WHAT THE TASK REQUIRES:
Continue the mailing-list reply below about testing the ClojureScript browser REPL patch, picking up right after its last sentence.

GIVEN TEXT:
%%

2013-02-09 Thread Jonas Enlund
On Thursday, February 7, 2013 7:11:35 PM UTC+2, David Nolen wrote:
> http://dev.clojure.org/jira/browse/CLJS-418
> 
> 
> 
> Some of you may have encountered bizarre problems when trying to use browser 
> REPL with the latest releases of ClojureScript. This ticket contains a patch 
> that should resolve the issue but we need people to test.
> 
> 
> 
> Thanks,
> David

Hi

I tested this with the following approach and got the repl to work without 
issues:

* I modified cljsbuild[1] to use [org.clojure/google-closure-library 
"0.0-2029-2"] instead of [org.clojure/google-closure-library-third-party 
"0.0-2029"].

%%

EXCERPTED RECORDS:
%%

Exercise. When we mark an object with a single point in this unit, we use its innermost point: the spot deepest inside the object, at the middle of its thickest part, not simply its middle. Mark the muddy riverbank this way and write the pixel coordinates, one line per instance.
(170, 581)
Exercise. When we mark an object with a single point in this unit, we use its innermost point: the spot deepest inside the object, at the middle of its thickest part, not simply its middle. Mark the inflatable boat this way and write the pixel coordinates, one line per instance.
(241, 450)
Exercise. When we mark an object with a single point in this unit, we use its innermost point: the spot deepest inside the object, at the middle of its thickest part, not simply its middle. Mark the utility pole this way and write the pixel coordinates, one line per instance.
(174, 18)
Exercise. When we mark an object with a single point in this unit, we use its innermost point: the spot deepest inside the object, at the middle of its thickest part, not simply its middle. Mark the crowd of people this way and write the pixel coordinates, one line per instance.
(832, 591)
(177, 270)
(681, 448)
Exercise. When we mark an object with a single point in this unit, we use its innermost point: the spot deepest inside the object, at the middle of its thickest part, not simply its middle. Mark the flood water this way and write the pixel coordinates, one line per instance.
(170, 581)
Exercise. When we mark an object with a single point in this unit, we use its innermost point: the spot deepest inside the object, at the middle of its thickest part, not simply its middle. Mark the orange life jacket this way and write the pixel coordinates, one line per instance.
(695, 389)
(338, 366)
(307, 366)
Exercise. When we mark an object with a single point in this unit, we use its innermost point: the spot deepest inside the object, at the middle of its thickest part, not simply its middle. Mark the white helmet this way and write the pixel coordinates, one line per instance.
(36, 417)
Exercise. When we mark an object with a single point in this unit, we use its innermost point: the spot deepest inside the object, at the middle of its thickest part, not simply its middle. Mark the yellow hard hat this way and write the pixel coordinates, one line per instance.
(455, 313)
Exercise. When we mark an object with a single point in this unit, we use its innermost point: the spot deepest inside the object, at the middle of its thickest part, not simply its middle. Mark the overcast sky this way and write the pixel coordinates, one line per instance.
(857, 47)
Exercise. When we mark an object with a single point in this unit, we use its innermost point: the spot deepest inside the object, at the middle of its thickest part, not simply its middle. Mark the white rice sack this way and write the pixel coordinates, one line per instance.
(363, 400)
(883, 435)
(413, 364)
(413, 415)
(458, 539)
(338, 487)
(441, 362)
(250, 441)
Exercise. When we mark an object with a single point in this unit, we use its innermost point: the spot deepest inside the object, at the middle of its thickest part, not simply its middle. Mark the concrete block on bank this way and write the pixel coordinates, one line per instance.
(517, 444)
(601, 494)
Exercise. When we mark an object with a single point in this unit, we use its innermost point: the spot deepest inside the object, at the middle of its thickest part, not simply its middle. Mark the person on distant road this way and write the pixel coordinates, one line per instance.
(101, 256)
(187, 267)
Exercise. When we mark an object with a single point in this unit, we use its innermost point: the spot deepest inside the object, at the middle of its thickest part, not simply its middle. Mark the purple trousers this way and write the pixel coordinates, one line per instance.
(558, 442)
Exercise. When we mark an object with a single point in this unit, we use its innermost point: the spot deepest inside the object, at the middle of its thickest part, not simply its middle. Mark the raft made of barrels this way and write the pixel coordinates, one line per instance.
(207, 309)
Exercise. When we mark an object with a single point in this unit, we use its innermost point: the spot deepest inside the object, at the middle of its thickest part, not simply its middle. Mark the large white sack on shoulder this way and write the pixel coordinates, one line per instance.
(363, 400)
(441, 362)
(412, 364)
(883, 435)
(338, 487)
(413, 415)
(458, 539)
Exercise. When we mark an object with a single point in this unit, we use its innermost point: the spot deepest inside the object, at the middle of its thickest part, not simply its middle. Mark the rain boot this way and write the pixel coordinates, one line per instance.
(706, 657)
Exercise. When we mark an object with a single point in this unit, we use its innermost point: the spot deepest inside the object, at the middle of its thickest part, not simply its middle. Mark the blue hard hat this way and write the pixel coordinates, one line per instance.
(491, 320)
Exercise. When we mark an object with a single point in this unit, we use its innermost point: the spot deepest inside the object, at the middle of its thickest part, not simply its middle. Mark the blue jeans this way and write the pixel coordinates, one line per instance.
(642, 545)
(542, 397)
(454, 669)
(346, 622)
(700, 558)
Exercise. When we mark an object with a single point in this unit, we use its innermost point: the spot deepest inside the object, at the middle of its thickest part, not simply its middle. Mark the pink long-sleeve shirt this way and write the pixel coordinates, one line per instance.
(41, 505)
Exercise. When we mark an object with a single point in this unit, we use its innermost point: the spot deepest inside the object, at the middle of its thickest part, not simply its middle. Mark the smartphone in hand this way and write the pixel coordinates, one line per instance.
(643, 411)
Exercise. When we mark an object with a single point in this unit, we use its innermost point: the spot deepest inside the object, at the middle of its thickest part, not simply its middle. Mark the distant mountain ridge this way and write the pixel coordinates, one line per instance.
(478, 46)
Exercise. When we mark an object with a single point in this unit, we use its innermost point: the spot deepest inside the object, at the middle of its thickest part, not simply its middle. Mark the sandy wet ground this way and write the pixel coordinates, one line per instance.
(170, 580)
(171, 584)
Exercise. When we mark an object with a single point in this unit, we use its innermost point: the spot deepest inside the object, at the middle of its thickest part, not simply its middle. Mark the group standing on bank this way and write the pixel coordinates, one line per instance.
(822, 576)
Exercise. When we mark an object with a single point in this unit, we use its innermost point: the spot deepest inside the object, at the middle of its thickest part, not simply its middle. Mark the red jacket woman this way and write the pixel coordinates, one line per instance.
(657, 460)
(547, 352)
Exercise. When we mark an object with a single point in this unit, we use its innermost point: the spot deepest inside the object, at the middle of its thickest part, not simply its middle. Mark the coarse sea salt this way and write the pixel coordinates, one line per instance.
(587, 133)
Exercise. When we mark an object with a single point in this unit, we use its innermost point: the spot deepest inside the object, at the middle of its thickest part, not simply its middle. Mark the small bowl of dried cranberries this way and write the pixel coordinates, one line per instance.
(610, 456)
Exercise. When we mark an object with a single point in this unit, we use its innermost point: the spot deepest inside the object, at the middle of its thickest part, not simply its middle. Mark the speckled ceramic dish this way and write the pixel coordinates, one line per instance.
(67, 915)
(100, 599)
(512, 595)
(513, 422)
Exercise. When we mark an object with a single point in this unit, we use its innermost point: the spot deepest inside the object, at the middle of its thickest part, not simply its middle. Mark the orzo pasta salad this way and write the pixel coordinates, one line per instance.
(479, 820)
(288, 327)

%%

ANSWER BOX:
* AFAIK google-closure-library "0.0-2029-2" will be used by clojurescript in a 
new release so the above change (should) confirm that the transitive dependency 
on google-closure-library-third-party is indeed working as expected.

I also tried to test the browser repl without cljsbuild but script/bootstrap 
pulls in different closure-library deps than are specified in the pom.xml. The 
browser repl works without cljsbuild out of the box. 

If more testing concerning this issue is required please tell me because I'd 
like to see a new clojurescript release soon.